◆ What you are asked to do ◆
Reproduce every one of the items below verbatim, line for line.

(Excerpts from labeled region data)
====================

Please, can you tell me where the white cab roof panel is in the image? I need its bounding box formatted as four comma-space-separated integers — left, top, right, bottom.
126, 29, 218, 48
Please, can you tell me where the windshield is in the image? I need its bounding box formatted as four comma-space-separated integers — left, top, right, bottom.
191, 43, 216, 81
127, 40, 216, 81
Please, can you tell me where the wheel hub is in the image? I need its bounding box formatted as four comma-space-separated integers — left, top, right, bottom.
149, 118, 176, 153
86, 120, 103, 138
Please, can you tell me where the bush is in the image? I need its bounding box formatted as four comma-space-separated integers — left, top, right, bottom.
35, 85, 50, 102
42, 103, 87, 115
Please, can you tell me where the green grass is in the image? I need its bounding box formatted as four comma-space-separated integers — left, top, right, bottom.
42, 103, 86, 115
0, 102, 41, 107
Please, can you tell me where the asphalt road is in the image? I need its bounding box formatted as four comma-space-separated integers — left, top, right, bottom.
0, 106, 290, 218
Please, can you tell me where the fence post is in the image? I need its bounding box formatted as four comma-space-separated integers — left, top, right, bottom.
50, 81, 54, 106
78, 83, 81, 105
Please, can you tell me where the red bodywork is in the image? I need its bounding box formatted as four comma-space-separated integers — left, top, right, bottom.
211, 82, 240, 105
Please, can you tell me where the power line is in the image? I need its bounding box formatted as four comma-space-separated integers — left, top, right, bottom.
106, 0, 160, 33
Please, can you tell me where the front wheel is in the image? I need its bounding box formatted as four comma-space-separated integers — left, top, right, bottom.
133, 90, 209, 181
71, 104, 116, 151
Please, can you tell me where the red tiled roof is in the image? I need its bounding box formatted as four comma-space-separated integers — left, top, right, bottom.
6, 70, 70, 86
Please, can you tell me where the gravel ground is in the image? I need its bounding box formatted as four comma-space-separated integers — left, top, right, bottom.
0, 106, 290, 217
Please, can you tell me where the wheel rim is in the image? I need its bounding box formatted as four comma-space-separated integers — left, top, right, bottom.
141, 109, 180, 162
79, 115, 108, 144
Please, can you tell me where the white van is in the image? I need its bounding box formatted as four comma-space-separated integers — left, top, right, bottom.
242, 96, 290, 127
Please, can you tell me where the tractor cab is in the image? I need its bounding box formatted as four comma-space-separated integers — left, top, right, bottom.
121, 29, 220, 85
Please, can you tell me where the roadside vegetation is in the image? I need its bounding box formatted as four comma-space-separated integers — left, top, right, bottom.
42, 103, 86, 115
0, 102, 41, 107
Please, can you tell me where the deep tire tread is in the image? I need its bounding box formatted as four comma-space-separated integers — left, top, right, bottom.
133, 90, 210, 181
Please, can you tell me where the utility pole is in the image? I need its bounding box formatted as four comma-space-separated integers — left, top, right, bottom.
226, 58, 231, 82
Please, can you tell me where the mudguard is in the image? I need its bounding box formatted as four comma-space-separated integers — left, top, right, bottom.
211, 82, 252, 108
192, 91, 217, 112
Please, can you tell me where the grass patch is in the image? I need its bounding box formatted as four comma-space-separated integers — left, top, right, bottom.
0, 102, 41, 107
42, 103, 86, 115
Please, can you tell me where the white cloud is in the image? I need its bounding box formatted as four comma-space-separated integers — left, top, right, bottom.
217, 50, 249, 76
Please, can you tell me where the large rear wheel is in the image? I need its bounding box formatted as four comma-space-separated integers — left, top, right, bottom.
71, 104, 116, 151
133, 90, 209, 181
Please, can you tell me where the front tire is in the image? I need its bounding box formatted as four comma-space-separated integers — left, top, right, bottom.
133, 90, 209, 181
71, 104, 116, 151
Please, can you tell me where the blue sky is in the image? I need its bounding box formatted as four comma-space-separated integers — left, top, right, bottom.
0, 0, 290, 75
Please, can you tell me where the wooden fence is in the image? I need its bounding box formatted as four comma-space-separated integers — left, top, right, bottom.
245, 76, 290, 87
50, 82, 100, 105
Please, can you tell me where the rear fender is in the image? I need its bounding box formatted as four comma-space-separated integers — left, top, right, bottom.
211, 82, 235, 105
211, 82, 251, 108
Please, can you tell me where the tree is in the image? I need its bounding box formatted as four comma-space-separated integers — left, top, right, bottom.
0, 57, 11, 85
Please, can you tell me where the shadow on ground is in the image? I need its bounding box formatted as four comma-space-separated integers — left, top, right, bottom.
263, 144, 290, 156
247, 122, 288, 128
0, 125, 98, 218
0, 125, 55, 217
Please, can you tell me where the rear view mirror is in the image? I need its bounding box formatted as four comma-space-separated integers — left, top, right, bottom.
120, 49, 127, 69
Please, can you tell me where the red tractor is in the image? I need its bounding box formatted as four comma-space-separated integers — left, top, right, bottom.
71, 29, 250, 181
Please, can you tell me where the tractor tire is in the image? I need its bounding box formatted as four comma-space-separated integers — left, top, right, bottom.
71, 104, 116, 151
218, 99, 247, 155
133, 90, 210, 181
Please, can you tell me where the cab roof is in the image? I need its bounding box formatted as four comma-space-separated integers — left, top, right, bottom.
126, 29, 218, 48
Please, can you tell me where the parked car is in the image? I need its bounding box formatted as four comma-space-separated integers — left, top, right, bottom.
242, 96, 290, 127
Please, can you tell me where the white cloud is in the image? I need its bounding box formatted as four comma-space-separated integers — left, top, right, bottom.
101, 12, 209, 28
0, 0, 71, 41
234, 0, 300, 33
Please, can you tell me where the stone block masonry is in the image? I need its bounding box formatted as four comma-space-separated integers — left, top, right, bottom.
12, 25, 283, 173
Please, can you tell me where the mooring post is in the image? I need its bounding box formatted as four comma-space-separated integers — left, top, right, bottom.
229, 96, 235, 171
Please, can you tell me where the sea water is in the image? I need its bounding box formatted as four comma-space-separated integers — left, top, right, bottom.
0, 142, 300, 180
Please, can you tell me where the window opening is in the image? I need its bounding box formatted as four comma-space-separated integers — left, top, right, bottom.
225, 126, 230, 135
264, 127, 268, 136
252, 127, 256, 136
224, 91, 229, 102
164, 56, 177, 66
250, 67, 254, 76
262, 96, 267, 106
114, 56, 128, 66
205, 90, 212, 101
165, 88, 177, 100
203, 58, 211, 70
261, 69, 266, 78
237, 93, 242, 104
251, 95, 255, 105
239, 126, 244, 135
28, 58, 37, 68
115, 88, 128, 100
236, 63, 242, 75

====================

◆ Written answer ◆
Please, can you tell me where the white cab roof panel is in the image? I need its bounding box formatted as four comma-space-separated integers — left, top, right, bottom.
126, 29, 218, 48
Please, can you tell me where the windshield is in the image? I need its bounding box formatted as four comma-space-separated integers — left, top, right, bottom.
191, 43, 216, 81
127, 40, 216, 81
Please, can you tell me where the wheel hub is in the image? I need its bounding box formatted as four comma-space-separated integers — left, top, right, bottom.
149, 118, 176, 153
86, 120, 103, 138
Please, can you tell me where the bush is in the image? I need its bounding box formatted as four comma-space-separated integers — left, top, right, bottom.
35, 85, 50, 102
42, 103, 87, 115
Please, can you tell me where the green grass is in the image? I need its bounding box formatted as four comma-space-separated integers — left, top, right, bottom.
42, 103, 86, 115
0, 102, 41, 107
Please, can you tell me where the asphalt road is in the image? I need its bounding box formatted as four comma-space-separated integers — left, top, right, bottom.
0, 106, 290, 218
Please, can you tell me where the fence post is in the image? I need its bounding box formatted as four comma-space-separated integers — left, top, right, bottom.
50, 81, 54, 106
78, 83, 81, 105
Please, can you tell me where the red bodywork is in the image? I need its bounding box formatted as four comma-space-separated integers — left, top, right, bottom.
211, 82, 240, 105
Please, can you tell me where the power line is in the image? I need its bounding box formatted as four comma-space-separated integers — left, top, right, bottom.
106, 0, 160, 33
Please, can you tell me where the front wheel is in the image? I need its bounding box formatted as four comma-space-separated integers — left, top, right, bottom.
133, 90, 209, 181
71, 104, 116, 151
Please, can you tell me where the red tiled roof is in the image? I need its bounding box formatted as four comma-space-separated integers — left, top, right, bottom.
6, 70, 70, 86
Please, can you tell me where the gravel ground is in the image? I need its bounding box formatted as four comma-space-separated integers — left, top, right, bottom.
0, 106, 290, 217
Please, can you tell me where the wheel rim is in the image? I need its bounding box formatted as four comma-space-separated integers — left, top, right, bottom.
141, 109, 180, 162
79, 115, 108, 144
Please, can you tell me where the white van is in the image? I need its bounding box formatted as four comma-space-separated integers — left, top, right, bottom.
242, 96, 290, 127
Please, can you tell me where the tractor cab is in the image? I need its bounding box formatted as four comma-space-separated integers — left, top, right, bottom.
121, 29, 220, 85
Please, can you tell me where the roadside vegetation is in the image? I need its bounding box formatted as four comma-space-separated integers — left, top, right, bottom.
42, 103, 86, 115
0, 102, 41, 107
Please, can you tell me where the deep tire tread is in the image? I need its bounding box formatted as four comma-space-separated integers — left, top, right, bottom.
133, 90, 210, 181
Please, can you tell me where the utility pole is in the image? I need its bounding box formatted as four comma-space-separated integers — left, top, right, bottom.
226, 58, 231, 82
Please, can you tell me where the mudguard is in the image? I need its bounding box formatted as four comma-space-separated integers — left, top, right, bottom.
211, 82, 252, 108
192, 91, 217, 112
Please, can you tell me where the grass patch is in the image? I need its bounding box formatted as four comma-space-separated integers — left, top, right, bottom.
0, 102, 41, 107
42, 103, 86, 115
Please, can you tell me where the white cloud is in the image? I need its bounding box formatted as four comma-space-separated integers — left, top, right, bottom.
217, 50, 249, 76
Please, can you tell me where the large rear wheel is in the image? I need its bounding box formatted as four comma-space-separated integers — left, top, right, bottom.
71, 104, 116, 151
133, 90, 209, 181
Please, can you tell me where the front tire is in the image? I need its bounding box formatted as four comma-space-separated integers — left, top, right, bottom.
133, 90, 209, 181
71, 104, 116, 151
Please, can you tell me where the blue sky is in the image? I need its bounding box formatted as four comma-space-separated integers — left, top, right, bottom.
0, 0, 290, 75
Please, can you tell me where the wooden fence is in the image? I need its bounding box formatted as four comma-space-separated integers — left, top, right, bottom.
245, 76, 290, 87
50, 82, 100, 105
Please, can you tell me where the rear fender is in the image? I need its bounding box formatted as four comma-space-separated integers — left, top, right, bottom.
211, 82, 235, 105
211, 82, 251, 108
Please, can you tell me where the tree is in the image? I need its bounding box formatted as four comma-space-separated integers — left, top, right, bottom.
0, 57, 11, 85
Please, can you tell me where the shadow on ground is in the image? I need its bounding box formatted as four comma-space-separated integers — left, top, right, bottom.
263, 144, 290, 156
247, 122, 288, 128
0, 125, 98, 218
0, 125, 55, 217
Please, can you tell me where the rear view mirror is in the image? I need its bounding box formatted as four comma-space-separated integers — left, top, right, bottom.
120, 49, 127, 69
Please, can you tell me where the red tractor is in the image? I need its bounding box formatted as four comma-space-separated integers — left, top, right, bottom.
71, 29, 250, 181
Please, can you tell me where the tractor tire is in the image? I need its bounding box formatted as four comma-space-separated integers — left, top, right, bottom.
71, 104, 116, 151
218, 99, 247, 155
133, 90, 210, 181
Please, can you tell me where the cab roof is in the image? I need its bounding box formatted as four comma-space-separated integers — left, top, right, bottom.
126, 29, 218, 48
Please, can you tell me where the parked car is in the image? I need its bounding box formatted as four comma-space-separated integers — left, top, right, bottom.
242, 96, 290, 127
Please, can you tell me where the white cloud is in the image? I need its bounding box formatted as four comma-space-separated integers — left, top, right, bottom.
101, 12, 209, 28
0, 0, 71, 41
234, 0, 300, 33
Please, can you tell me where the stone block masonry is in the image? I need its bounding box formatted as four comma-space-separated integers — left, top, right, bottom.
12, 25, 283, 173
Please, can you tell me where the mooring post is in the image? I need its bounding box formatted as four comma-space-separated integers — left, top, right, bottom.
229, 96, 235, 171
Please, can you tell me where the sea water is in the image? I need its bounding box formatted as four comma-space-separated integers — left, top, right, bottom.
0, 142, 300, 180
Please, can you tell me where the window opening is in the image? I need its bounding box formatted as four comma-space-separated integers — left, top, right, bottom.
225, 126, 230, 135
264, 127, 268, 136
252, 127, 256, 136
224, 91, 229, 102
164, 56, 177, 66
250, 67, 254, 76
262, 96, 267, 106
114, 56, 128, 66
205, 90, 212, 101
165, 88, 177, 100
203, 58, 211, 70
261, 69, 266, 78
237, 93, 242, 104
251, 95, 255, 105
239, 126, 244, 135
28, 58, 37, 68
115, 88, 128, 100
236, 63, 242, 75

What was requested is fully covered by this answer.